### Excerpted text

2016 Academic Results

Across School / 04 January 2017

I write with the very good news of our HSC and IB Diploma, and NAPLAN results. We always knew our IB results would be outstanding as many of our more able Year 12 students choose the IB in preference to the HSC. However, HSC results are very pleasing, with many HSC students achieving ATARs in the 90’s, including a few above 98.
 
We have now received our HSC and IB Diploma results from Year 12, 2016. Many HSC students have given us their ATAR’s, and our statistician has approximated the rest (authenticated by the alignment between his calculations and those ATAR’s given to us by students). We can calculate IB Diploma students ATAR easily, as there is a direct conversion table between IB grade scores and ATAR’s.
 
We are delighted with the following student HSC and IB ATARs:
  • Thomas Manousaridis 99.7
  • Natasha Bourne 98.3
  • Daniella Tsallos 98.3
  • Preston Davis 98.15
  • Scott Clayton 98
  • Marion Edye 97.6
  • Woody Rolph 97.6
  • Ethan Crosweller 96.45
  • Jordan Barnes 96.35
  • Matt McEnallay 95.9
  • Katarina Popovic 95.9
  • Noah Tarlo 95.85
  • Lilian Hoch 95.05
  • Finnegan Hassey 94.6
  • Ngoc Ky 94.5
  • Johnathan Glinatsis 94
  • Name withheld by request 93.6
  • Sarah Chalwell 93.5
  • Blair Ferguson 93.45
  • Jasmin Moaven 93.45
  • Kim Hour San 93.45
  • Pip Wright 93.45
  • Harrison Rook 93.35
  • Mika Rosewarne 93.35
  • Rohan Ashby 92.85
  • Jasmine Jung 92.55
  • Emma Polyblank 92.3
  • Marcus Milton 91
  • Sarah David 90.95
  • Tia Haes 90.75
  • Siena Reynolds 90.65
  • Name withheld by request 89.95
  • Name withheld by request 89.5
  • Brayden Carr 89.35
  • Brianna Scott 89.35
  • Lachlan Cassel 89.3
  • Vincent Mason 88.85
  • Emily Post 87.9
  • Liv Straatveit 87.55
  • Andrew Yu 87.4
  • Name withheld by request 87.05
  • Harry Hetherington-Welch 87
  • Persia Littlewood 86.75
  • Joshua Haddon 86.5
  • Daniel Larwill 86.15
  • Natalie Kanawati 85
  • Claudia MacPhail 84.7
  • Alexander Antoniou 84.1
  • Grace Lee 83.35
  • Name withheld by request 83.3
  • Arjay Raca 80.15
  • Name withheld by request 80
 
The results show that SACS students, whether HSC or IB Diploma, continue to perform very well.
 
In the newspaper ‘league table’ of HSC results, SACS improved 213 places on 2015. The top 50 positions remain dominated by government and Independent selective schools, with their academically selected students.

### Data records
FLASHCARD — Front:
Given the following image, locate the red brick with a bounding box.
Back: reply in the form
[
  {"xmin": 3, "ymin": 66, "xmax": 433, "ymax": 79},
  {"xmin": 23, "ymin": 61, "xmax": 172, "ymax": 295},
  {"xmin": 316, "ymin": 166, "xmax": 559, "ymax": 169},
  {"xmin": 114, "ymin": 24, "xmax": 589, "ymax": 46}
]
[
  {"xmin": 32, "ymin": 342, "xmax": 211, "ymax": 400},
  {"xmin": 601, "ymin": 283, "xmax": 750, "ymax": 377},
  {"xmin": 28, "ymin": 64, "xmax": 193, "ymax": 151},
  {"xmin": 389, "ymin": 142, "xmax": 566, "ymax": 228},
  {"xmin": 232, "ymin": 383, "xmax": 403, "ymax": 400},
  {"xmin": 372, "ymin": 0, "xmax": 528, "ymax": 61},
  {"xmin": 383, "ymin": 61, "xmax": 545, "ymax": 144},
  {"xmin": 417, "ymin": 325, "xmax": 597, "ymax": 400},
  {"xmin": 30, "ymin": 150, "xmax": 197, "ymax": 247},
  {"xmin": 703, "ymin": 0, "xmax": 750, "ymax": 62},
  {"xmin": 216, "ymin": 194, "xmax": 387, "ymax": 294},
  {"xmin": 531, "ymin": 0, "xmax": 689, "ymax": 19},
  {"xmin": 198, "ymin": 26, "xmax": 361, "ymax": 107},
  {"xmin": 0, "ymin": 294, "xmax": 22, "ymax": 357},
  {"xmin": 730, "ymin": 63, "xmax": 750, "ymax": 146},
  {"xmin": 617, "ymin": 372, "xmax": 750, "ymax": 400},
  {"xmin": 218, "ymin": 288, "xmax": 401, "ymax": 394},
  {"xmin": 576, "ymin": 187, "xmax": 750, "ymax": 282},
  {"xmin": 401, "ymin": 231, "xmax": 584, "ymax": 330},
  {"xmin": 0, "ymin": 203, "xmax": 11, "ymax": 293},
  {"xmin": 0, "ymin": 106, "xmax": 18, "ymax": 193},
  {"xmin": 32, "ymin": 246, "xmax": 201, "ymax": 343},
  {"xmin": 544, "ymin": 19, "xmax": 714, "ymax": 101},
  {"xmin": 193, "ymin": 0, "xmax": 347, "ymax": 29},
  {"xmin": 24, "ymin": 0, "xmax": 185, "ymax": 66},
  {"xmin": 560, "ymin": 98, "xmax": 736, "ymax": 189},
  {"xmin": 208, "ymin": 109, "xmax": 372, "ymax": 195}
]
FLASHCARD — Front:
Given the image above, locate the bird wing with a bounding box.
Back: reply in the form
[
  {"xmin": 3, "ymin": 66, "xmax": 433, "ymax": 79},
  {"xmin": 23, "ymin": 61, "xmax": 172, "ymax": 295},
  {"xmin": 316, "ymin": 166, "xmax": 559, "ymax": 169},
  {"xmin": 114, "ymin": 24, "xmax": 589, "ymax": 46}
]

### The task
In the 2016 academic results text, by how many places did SACS improve on 2015 in the newspaper league table of HSC results? The lines are separate material and have no connection to the 2016 academic results text.

### The solution
213 places.